_Exercise set_
1. In the compact track loader thread, how did the poster who rented a machine get it unstuck after it sank in snow?
2. Carry on the compact track loader thread from its final line.

_Provided text_
--- START ---

# Has anyone done any plowing with a compact track loader?



## gallucci (Dec 7, 2007)

I wanted to get a skid steer to be able to move built up snow but went with tracks for summer work. My understanding from the salesman is that they are not too good in snow, Anybody out there using them and having any luck. I don't want to dump a bunch of money into another blade if it is just going to slide and spin. Any suggestions are appreciated. What kind of blade are you getting the best results out of?


----------



## leon (Nov 18, 2008)

*tracks etc*

The word is worthless in my opinion as they will sink like a stone in snow that is as deep as the machines ground clearance and I had to push my self out with the bucket on the machine I rented.

They are finish dozer tracks if in steel with the flat tread with very small cleats.

If you can buy the wider track drive and roller sets for the wider rubber tracks sinking is not an issue

the steel tracks are no wider than the widest light materials buckets and that is the problem as they are heavier and the cleats are not ment for 
heavy digging and pushing (finish dozer work only)

The issue is one of flotation as the tracks are not wide enough to maintain a one or two psi ground pressure or less and thus it sinks.

for every increase in ground pressure per square inch it adds 144 pounds to each square foot

one psi is 144 pounds of ground pressure per square foot of track 
two " " 288 " " " " " " " " " 
three " " 432 " " " " " " " " "

If you have a skid steer with 12 square feet of track in contact with the ground and the machine wieght 
is 5500 pounds with fuel the ground pressure per square inch is:

5500 divide by 12 is 458 pounds per square foot(rounded lower)
458 divided by 144 (one square foot )equals 3 pounds per square inch (rounded)

narrrow tracks have the greatest ground pressure per square inch or per sqaure foot (depending upon
total track length in contact with the ground).

Thats why john deere and others are adding very long narrow passive rubber track kits to grain wagons and fertiliser wagons to reduce the carrier ground pressure on farm land to reduce compaction.

If the skid steer has counter weights on the rear it increases the total ground pressure.

the portion of track directly in contact with the ground is the contact area measured for ground pressure not the total track length.

--- END ---

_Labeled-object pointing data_
--- START ---

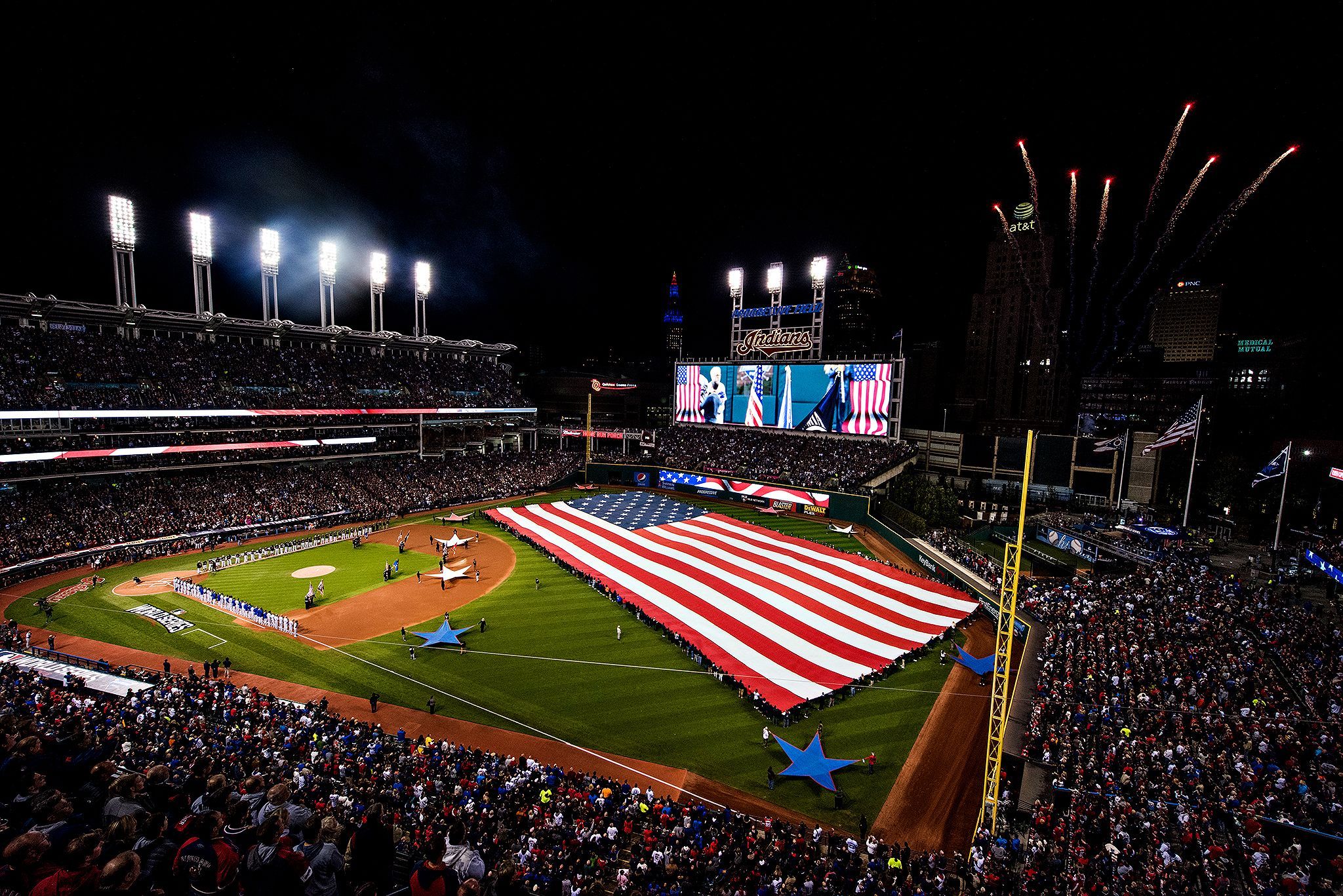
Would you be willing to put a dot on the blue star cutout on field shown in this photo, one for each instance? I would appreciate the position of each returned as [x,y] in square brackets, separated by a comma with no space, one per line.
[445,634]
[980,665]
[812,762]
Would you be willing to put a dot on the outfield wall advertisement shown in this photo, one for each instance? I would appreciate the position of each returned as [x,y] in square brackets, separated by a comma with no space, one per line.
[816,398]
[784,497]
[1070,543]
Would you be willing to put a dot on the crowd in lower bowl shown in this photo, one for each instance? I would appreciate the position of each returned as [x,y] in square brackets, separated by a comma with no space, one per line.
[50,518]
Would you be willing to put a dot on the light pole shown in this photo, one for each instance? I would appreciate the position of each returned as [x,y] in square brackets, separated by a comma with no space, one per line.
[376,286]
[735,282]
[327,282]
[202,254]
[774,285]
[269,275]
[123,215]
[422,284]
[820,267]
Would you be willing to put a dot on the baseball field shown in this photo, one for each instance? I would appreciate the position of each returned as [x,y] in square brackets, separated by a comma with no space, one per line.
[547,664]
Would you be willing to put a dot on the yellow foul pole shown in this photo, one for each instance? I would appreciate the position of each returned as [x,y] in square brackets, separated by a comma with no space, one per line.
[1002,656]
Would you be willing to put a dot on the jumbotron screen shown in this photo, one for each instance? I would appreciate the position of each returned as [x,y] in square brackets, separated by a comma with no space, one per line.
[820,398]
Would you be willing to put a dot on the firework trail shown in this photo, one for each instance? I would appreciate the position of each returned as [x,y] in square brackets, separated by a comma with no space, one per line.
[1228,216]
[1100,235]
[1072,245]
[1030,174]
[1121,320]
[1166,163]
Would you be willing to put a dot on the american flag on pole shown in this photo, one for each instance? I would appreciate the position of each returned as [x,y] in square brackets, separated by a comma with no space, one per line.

--- END ---

_Task-by-task results_
1. The poster pushed the machine out using the bucket on it.

2.
the Kubota RTV's have the same problem as the Mattracks people do not supply a wide enough track to keep them from sinking and thats why they do not work well with them as the engines are water cooled and have more weight versus the Polaris Rhino which has the air cooled engines.

They screwed up big time with them as they should have provided wider tracks and steering stops to allow the wider tracks to work as the rears would be just as wide and they would not sink then-

They did not pay attention to the weights of the Kubota RTV on the front end and 
if they had weighed the front and rear separately they would have not made this mistake.

( they paid more attension to the overall width of the RTV than the axle wieght which is what they should have done, as they would have seen the need for the wider track sets, as they took the machines gross wieght and divided by four and decided on the track sets for the gross weight which was a mistake versus the axle wieght.


----------



## Grassman09 (Mar 18, 2009)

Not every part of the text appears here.